*** TEXT UNDER STUDY Section Begins ***

Wednesday, November 28, 2007

Day 3: I heart Queenstown. Total distance traveled: 370 miles.

So I'll say it now: Queenstown was our favorite place of the trip. Tons of outdoorsy things to do, cool people, surreal scenery, and great restaurants. Halo: Forbidden Bites was our favorite cafe - especially for breakfast. The french toast was heavenly and they had these great juice blends. Anyway, on Monday we left Queenstown to head up to Christchurch, planning to stop at Mt. Cook along the way.

The Docks at Steamer's Warf, with the heart of Queenstown behind Kenny. Look hard and you can see me in this picture.

I got a new wide angle camera lens and flash for this trip, and spent a lot of the time playing with it. Here's the same dock, but looking the other way at Lake Wakatipu.

I hate hospitals and funerals...but LOVE cemeteries, especially old decaying ones like these. It's less macabre than it may seem; growing up in Boston, my family used to picnic in old cemeteries; my brother and I would play hide-and-seek and jump off tombs. Random, I know, but the cemeteries in Boston were beautiful and full of interesting graves of famous founding fathers. Anyway, this one was way up on the hill in Queenstown by the Gondola.



On our way out of town we passed by the first bungee jump location, still in operation, but closed that day.

Mt. Cook, New Zealand's tallest peak is in the middle of nowhere. It had been hours since we'd passed a town. So you can imagine how surprised we were to see 10-15 of these guys riding these bikes on some remote highway. Apparantly there's a club for this where they get dressed up and cruise. How do they get down?

Remember The Waterboy? Glacier water is really that blue.

Because we're immature... (you may need to click on this picture and view it up close.) For all the nerds out there, they filmed Lord of the Rings in this valley.

*** TEXT UNDER STUDY Section Ends ***
*** EXCERPTED DATA Section Begins ***

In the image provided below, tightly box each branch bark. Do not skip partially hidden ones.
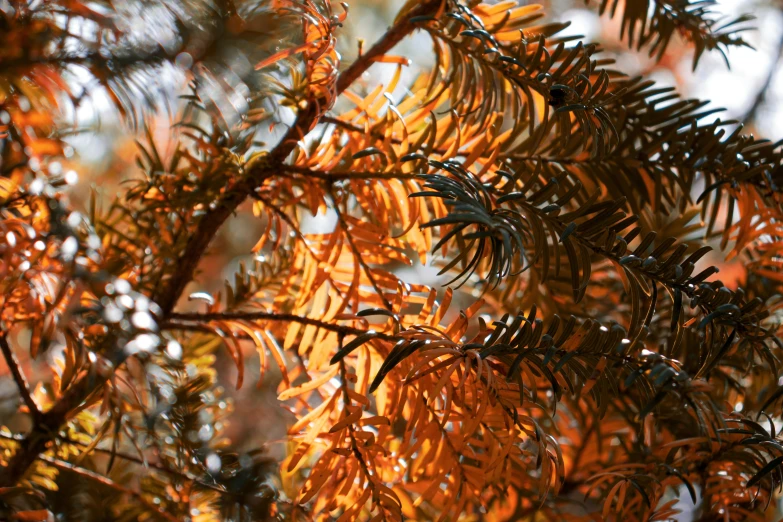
[0,0,443,487]
[0,334,41,419]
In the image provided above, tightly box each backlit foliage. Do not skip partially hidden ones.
[0,0,783,521]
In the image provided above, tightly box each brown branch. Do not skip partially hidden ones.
[0,0,443,487]
[0,334,41,419]
[166,312,400,341]
[283,165,419,182]
[40,455,179,522]
[153,0,442,315]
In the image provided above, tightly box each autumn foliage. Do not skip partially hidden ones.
[0,0,783,522]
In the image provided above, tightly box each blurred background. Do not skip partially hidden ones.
[0,0,783,519]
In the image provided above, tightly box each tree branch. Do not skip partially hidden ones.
[153,0,442,315]
[0,0,443,487]
[40,455,179,522]
[0,334,41,419]
[166,312,400,341]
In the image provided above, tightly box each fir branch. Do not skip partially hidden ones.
[39,455,179,522]
[153,0,441,315]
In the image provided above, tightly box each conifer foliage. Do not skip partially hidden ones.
[0,0,783,521]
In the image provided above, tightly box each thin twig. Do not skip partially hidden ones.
[0,0,443,487]
[0,334,41,419]
[161,312,400,341]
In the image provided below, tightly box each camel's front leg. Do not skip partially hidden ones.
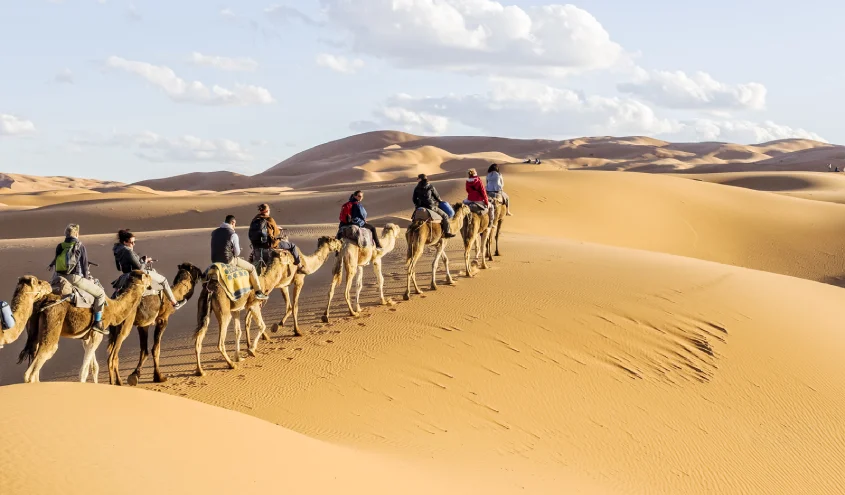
[323,257,343,323]
[217,313,236,369]
[127,325,151,387]
[343,260,362,316]
[108,318,135,385]
[79,332,103,383]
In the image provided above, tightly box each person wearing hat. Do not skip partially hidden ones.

*** EXCERPTED DATA Section Ends ***

• PROBLEM SET
1. In the Queenstown travel post, which cafe was the favorite, especially for breakfast?
2. Resume the Queenstown travel post, picking up right after its final sentence.
You can set the lines aside; none of them is needed here.

• OUTPUTS FOR THE TASKS
1. Halo: Forbidden Bites

2.
So... there's no way I took this; it's a photo of a poster at the visitor center. Mt. Cook was covered in clouds when we got there, but we could see the glaciers. All I could think about were those stories in Outsider Magazine about hikers dying on glaciers and people finding their ripped-apart remains years later. I think I want to be buried on a glacier and then after 20 years, some climber can find my femur.

Sheep EVERYWHERE. I read somewhere that there are 50 million sheep in NZ or 5 for every person. I totally believe it.

We found this hotel in Christchurch online while still in CA, but it was booked solid for its opening week, but we figured we'd give it a shot - and we got a room! It was super high-tech, green friendly, and modern. The virtual consierge was the best and included categories like "odd, but hip." The room's lighting schemes were mood sensitive and the alarm clock simulated the sun rise rather than an awful buzzer. Hotel So and the What Bar was the best hotel!

After a LONG drive, Kenny was ready for bed. Thank you Hotel So for down comforters!

2 comments:

Whit Ing said...

I am loving these posts. Keep them coming.

Emily said...

Your trip looks so much more amazing now that I am actually looking at photos... and it sounded spectacular to begin with!
My favorite is the high wheel bicyclists (especial the one with the ratted beard!) although, I'm not quite sure the practicality of riding such an invention across far stretches of highway.